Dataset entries

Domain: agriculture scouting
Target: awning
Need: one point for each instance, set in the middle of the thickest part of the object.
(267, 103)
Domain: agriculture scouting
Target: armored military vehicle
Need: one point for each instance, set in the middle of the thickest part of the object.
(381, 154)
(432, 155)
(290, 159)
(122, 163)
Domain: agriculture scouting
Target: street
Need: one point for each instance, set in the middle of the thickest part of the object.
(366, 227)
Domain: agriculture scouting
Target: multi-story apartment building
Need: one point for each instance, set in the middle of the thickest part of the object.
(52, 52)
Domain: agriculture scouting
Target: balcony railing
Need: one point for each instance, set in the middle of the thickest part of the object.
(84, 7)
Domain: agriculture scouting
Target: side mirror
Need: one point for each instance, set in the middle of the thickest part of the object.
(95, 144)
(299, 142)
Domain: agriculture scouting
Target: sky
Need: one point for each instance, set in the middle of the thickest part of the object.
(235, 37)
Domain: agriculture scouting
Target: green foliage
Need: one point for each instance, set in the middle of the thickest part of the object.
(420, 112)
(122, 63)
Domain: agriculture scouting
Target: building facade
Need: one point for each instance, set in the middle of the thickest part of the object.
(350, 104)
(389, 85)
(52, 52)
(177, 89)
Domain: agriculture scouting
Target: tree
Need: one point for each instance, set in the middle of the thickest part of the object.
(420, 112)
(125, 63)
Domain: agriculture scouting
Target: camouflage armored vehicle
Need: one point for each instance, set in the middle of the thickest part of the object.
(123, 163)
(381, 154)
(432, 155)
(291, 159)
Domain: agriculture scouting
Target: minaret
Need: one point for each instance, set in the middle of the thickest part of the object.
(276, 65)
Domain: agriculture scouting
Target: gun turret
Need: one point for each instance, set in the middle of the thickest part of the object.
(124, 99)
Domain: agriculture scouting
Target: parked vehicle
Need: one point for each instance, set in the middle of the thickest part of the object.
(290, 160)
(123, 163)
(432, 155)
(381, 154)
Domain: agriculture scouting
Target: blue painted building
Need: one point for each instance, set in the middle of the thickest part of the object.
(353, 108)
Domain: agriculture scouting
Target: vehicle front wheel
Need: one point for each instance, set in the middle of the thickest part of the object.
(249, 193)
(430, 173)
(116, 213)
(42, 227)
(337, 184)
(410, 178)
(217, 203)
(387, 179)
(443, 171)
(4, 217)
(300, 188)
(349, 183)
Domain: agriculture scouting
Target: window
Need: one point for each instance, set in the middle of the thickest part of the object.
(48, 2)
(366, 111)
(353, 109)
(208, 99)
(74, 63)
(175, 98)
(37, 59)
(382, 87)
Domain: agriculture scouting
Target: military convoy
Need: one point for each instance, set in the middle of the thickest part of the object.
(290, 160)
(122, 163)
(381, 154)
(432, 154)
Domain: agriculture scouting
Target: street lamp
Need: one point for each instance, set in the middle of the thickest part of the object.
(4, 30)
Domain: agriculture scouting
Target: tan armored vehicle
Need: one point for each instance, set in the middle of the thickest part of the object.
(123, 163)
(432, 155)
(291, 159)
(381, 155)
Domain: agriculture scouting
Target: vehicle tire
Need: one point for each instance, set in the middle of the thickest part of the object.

- [REQUIRED TASK]:
Write out the whole listing exactly.

- [RESPONSE TO THIS EXERCISE]:
Domain: agriculture scouting
Target: awning
Need: one point for each instance, set in the middle of the thickest part of the object.
(267, 103)
Domain: agriculture scouting
Target: armored military vehicle
Need: one point for each instance, set in the middle of the thickest part of the object.
(381, 154)
(432, 155)
(290, 159)
(122, 163)
Domain: agriculture scouting
Target: street
Need: one point for each instance, set in the middle of the thickest part of the object.
(366, 227)
Domain: agriculture scouting
Target: multi-story apartment building
Need: one point for each instance, set in the middle of the thickest part of the object.
(52, 52)
Domain: agriculture scouting
Target: balcony railing
Need: one point for each instance, set in the middle of the thickest part of the object.
(84, 7)
Domain: agriculture scouting
Target: side mirror
Need: one point for each instance, set in the middle of the thickest part of the object.
(95, 144)
(299, 142)
Domain: agriculture scouting
Target: sky
Need: one point for each instance, set in the middle of the thickest part of the object.
(235, 37)
Domain: agriculture scouting
Target: green foliage
Need: one point for each instance, set in the middle of the thickest part of the object.
(420, 112)
(122, 63)
Domain: agriculture scouting
Target: building facade
Need: one point for each instance, set in the middle of the thickest part of the object.
(350, 104)
(389, 85)
(52, 52)
(177, 89)
Domain: agriculture scouting
Target: tree
Need: one point for each instance, set in the middle of the thickest part of the object.
(420, 112)
(125, 63)
Domain: agriculture scouting
Target: camouflage armored vehicle
Need: one point for each instance, set in the middle of the thickest part of the object.
(123, 163)
(381, 154)
(432, 155)
(291, 159)
Domain: agriculture scouting
Target: minaret
Need: one point for each instance, set in the middle of the thickest part of the object.
(276, 65)
Domain: agriculture scouting
Target: gun turret
Need: one point for each instance, set in the middle of the thickest part of the object.
(124, 99)
Domain: agriculture scouting
Target: parked vehicle
Need: one point for each instance, set in the middle of the thickest part of the object.
(290, 160)
(123, 163)
(432, 155)
(381, 154)
Domain: agriculture scouting
Target: blue painted building
Need: one point for each instance, set in the middle of the thickest part of the object.
(353, 108)
Domain: agriculture scouting
Target: vehicle front wheel
Need: one point for each instance, set in the middle of the thickest part of the object.
(249, 193)
(430, 173)
(116, 213)
(42, 227)
(337, 184)
(410, 178)
(217, 203)
(387, 179)
(443, 171)
(4, 217)
(300, 188)
(349, 183)
Domain: agriculture scouting
Target: window
Need: one point for each instance, set in the middle of the thickest part of the object.
(48, 2)
(366, 111)
(353, 109)
(208, 99)
(74, 63)
(175, 98)
(37, 59)
(382, 87)
Domain: agriculture scouting
Target: military convoy
Need: one point for each instance, set in the middle of the thickest part of the object.
(290, 160)
(122, 163)
(381, 154)
(432, 154)
Domain: agriculture scouting
Target: street lamp
Need: one point for each instance, set in the middle of the thickest part of the object.
(4, 30)
Domain: agriculture scouting
Target: tan armored vehicle
Need: one point for each instance, set in the middle of the thickest part of the object.
(123, 163)
(432, 155)
(291, 159)
(381, 155)
Domain: agriculture scouting
Target: vehicle tire
Need: one point for each instance, set in the middle of the thickest part of the object.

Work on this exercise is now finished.